▸ MATERIAL FOR THIS EXERCISE:
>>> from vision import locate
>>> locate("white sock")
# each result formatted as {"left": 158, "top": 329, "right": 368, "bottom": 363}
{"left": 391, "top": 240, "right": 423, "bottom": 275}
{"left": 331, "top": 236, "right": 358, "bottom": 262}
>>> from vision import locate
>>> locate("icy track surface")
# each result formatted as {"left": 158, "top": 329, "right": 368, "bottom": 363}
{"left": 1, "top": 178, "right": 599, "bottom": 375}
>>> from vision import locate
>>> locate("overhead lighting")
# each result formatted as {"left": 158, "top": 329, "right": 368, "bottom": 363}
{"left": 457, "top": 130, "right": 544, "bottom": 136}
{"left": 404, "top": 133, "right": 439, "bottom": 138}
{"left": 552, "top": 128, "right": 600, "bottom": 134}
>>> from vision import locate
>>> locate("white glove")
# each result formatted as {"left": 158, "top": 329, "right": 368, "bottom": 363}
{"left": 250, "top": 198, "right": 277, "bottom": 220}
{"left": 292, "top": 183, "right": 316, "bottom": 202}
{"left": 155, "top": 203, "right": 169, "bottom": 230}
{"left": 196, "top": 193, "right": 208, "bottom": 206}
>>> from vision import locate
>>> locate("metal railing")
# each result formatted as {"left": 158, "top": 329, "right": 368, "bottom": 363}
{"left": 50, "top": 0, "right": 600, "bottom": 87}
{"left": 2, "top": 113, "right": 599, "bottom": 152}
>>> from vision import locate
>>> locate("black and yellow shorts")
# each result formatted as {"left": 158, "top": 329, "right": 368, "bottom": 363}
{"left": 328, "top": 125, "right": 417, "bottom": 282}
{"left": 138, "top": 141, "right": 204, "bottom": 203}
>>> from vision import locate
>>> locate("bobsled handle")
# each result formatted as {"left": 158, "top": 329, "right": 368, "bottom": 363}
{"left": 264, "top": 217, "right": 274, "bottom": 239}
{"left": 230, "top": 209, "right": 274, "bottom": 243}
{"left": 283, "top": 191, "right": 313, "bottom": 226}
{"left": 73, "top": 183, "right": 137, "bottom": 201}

▸ YOUR ASSIGNMENT: Using the material above, return each line in which the word "white" occurs.

▸ YOUR RESPONSE:
>>> locate("white sock")
>>> locate("white glove")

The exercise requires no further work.